→ Source

-*-

Il semble que Marie n'a fait l'objet d'aucune dévotion particulière dans les débuts du christianisme. Le culte marial se développe à partir des IIIe siècle en Orient et Ve siècle en Occident, particulièrement chez les ecclésiastiques, sans encore toucher le peuple préférant vénérer les reliques de saints locaux[1],[2],[3].
Pour de nombreux spécialistes de l'Antiquité[4], Marie « mère de Dieu » aurait hérité purement et simplement des symboles et des fonctions de la déesse Cybèle, Mater magna, « Mère des dieux » : « Marie viendrait remplir une case laissée vide par la défaite et l'exil des divinités féminines, Isis et Cybèle surtout »[5]. À la différence de ces historiens, Philippe Borgeaud met l'accent sur le contexte religieux commun dans lequel baignent les deux figures de Cybèle et de Marie, et qui explique leurs ressemblances. Ainsi, « le discours sur la chasteté [qui occupe une place centrale dans le culte marial comme dans le culte de Cybèle] relève de préoccupations qui sont partagées, au IIe siècle de notre ère, par des milieux cultivés dans l'ensemble des communautés méditerranéennes, chrétiennes ou non chrétiennes »[6].

-*-

→ Consigne A
Relevez tous les siècles mentionnés dans le texte sur le culte marial, dans leur ordre d'apparition.
→ Consigne B
Extrayez du texte sur le culte marial le passage qui va de « Il semble que » jusqu'à « de saints locaux[1],[2],[3]. » inclus.
→ Consigne C
Prolongez, s'il vous plaît, le texte sur le culte marial en reprenant après sa dernière phrase.
Le matériau qui suit n'a aucun lien avec le texte sur le culte marial.

-*-

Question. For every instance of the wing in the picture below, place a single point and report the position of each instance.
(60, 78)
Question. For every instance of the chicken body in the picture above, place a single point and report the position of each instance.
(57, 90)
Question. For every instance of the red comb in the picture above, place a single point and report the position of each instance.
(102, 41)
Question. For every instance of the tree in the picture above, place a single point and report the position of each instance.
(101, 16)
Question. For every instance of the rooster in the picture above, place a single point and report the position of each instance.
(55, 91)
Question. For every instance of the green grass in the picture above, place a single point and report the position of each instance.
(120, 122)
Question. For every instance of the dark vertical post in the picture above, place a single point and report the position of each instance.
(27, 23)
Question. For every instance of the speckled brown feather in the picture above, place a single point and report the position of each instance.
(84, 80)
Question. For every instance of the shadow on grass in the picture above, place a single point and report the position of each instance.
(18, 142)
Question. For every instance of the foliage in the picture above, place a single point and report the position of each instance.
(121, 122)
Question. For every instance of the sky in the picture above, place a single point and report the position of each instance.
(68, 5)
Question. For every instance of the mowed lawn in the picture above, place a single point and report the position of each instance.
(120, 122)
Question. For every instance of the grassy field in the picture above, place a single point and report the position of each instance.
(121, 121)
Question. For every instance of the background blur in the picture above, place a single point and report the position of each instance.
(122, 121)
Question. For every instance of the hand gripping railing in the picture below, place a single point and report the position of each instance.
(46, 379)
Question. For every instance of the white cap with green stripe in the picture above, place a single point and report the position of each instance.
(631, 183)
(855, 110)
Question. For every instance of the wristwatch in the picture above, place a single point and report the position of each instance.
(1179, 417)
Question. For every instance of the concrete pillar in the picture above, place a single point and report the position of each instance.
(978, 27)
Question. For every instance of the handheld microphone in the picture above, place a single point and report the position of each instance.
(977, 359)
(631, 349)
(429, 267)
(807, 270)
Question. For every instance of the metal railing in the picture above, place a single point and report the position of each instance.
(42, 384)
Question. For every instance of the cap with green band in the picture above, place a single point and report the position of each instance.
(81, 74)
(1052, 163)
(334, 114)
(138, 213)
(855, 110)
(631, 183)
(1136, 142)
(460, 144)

-*-

→ Réponse A
IIIe siècle, Ve siècle, IIe siècle

→ Réponse B
Il semble que Marie n'a fait l'objet d'aucune dévotion particulière dans les débuts du christianisme. Le culte marial se développe à partir des IIIe siècle en Orient et Ve siècle en Occident, particulièrement chez les ecclésiastiques, sans encore toucher le peuple préférant vénérer les reliques de saints locaux[1],[2],[3].

→ Réponse C
De fait, « le christianisme victorieux finit par asseoir Marie, la Mère de Dieu, sur un trône qui ressemble étonnamment à celui de la Mère des dieux, tout en recherchant, derrière l'image hiératique de la souveraine céleste, les émotions d'une mère aimante et souffrante[7]. » Le danger d'une divinisation de Marie, et d'une confusion entre Marie « mère de Dieu » et Cybèle mère des dieux sous-tend la polémique au concile d'Ephèse entre Nestorius, patriarche de Constantinople, qui aurait voulu que l'on appelât Marie « Christotokos », « mère du Christ », plutôt que Theotokos, « mère de Dieu », et Cyrille d'Alexandrie, partisan de cette dernière appellation. Ce danger de fusion n'était nulle part plus manifeste qu'à Byzance, comme le montrent les travaux de Vasiliki Limberis[8]. Ainsi, « la mère de Dieu se voit confier les attributs de l'impératrice » au Ve siècle, et devient la protectrice de l'Empire byzantin[1].
Au IVe siècle — avec un développement au XIIIe —, Marie est comparée à l'Église, toutes deux épouses et mères spirituelles. « À la virginité succède la maternité divine » ; de nombreux ordres, confréries ou cités deviennent « fils de Marie » comme notamment les Cisterciens[1].
Le concile œcuménique d'Éphèse a défini le rôle de Marie, mère de Jésus, comme « Mère de Dieu » (Theotokos) - ce qui n'en fait pas l'égale de Dieu[1].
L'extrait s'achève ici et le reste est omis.